═══ Exercise materials ═══

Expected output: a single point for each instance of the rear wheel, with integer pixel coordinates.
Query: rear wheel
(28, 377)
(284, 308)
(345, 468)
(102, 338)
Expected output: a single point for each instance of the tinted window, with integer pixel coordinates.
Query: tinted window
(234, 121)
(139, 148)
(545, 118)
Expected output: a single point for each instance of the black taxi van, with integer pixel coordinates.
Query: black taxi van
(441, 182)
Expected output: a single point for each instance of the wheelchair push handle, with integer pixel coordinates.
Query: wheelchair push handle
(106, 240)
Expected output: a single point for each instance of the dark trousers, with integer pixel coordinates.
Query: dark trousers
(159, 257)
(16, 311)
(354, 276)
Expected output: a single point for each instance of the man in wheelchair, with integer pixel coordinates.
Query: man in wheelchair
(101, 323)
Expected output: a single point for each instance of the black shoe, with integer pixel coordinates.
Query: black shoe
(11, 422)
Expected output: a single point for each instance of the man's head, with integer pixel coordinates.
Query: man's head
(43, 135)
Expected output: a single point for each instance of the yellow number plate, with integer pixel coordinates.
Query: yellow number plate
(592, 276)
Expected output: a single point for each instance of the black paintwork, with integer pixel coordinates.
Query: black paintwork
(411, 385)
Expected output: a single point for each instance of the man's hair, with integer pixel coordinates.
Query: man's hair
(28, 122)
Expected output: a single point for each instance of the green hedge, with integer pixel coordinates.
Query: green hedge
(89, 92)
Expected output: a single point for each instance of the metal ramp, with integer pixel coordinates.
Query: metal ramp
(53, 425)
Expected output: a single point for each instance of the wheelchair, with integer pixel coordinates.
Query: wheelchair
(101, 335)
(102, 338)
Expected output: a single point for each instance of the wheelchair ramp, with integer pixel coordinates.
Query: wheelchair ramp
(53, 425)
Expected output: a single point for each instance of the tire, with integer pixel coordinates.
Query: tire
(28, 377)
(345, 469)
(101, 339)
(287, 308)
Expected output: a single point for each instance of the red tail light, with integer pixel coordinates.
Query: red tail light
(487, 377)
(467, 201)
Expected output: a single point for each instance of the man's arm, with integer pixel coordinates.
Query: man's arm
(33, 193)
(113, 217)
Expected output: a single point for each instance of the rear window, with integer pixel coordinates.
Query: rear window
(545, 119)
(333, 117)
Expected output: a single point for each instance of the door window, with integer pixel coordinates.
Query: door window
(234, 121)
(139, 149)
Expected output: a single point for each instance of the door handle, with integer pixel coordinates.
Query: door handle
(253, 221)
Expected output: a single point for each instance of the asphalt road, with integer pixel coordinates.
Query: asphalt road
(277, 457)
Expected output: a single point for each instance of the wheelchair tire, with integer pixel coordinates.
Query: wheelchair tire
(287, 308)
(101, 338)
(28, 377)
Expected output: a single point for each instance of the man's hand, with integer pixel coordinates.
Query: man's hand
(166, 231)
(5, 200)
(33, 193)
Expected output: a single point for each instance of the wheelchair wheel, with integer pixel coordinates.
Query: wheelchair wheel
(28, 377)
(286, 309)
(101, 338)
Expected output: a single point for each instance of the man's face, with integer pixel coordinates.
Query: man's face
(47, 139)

═══

- **Work instruction**
Going back over the entries above, copy word for word every line from the one that has "Query: green hedge" on through the one that has "door window, with integer pixel coordinates.".

- **Result below**
Query: green hedge
(89, 92)
Expected output: a single point for each instance of the metal ramp, with integer pixel coordinates.
Query: metal ramp
(53, 425)
Expected output: a single point for each instance of the wheelchair, with integer pixel coordinates.
Query: wheelchair
(101, 335)
(102, 338)
Expected output: a single point for each instance of the wheelchair ramp, with integer pixel coordinates.
Query: wheelchair ramp
(53, 425)
Expected output: a single point for each instance of the tire, with integer pixel coordinates.
Query: tire
(28, 377)
(345, 469)
(101, 339)
(287, 308)
Expected output: a single point for each instance of the red tail light, with integer pixel coordinates.
Query: red tail light
(487, 377)
(467, 201)
Expected output: a single point for each instance of the man's arm, with integer pixel coordinates.
Query: man's arm
(33, 193)
(113, 217)
Expected output: a single point for each instance of the rear window, with integer pixel coordinates.
Query: rear window
(545, 119)
(333, 117)
Expected output: a single point for each instance of the door window, with integer pixel coordinates.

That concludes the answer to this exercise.